(Region pointing data)

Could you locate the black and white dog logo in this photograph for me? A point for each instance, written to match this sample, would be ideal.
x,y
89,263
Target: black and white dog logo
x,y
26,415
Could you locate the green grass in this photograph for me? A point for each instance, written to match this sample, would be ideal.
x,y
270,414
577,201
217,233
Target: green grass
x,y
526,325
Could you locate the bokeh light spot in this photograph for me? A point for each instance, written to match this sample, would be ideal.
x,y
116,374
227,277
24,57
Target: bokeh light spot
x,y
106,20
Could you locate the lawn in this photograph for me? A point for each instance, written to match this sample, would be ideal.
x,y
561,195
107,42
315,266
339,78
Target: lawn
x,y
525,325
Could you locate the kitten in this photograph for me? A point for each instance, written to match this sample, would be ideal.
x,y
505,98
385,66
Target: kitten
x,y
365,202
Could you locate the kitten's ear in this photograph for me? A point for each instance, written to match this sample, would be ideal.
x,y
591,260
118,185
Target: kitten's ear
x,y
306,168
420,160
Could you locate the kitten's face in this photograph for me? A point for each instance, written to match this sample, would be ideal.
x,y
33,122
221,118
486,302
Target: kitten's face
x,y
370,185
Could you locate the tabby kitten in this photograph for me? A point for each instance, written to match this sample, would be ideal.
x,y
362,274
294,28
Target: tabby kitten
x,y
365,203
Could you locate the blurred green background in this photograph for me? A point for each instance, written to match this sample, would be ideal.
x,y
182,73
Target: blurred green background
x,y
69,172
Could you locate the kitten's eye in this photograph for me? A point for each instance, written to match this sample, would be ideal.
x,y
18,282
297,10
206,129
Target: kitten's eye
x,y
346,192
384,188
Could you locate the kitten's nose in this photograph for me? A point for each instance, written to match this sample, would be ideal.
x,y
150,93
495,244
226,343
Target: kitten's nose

▶ **Action item**
Which lines in the records above contain the word "nose"? Copy each one.

▶ **Exercise response**
Could you locate the kitten's nose in this photograph for me? A point for each instance, written to match this sample, would be ideal.
Target: kitten's nose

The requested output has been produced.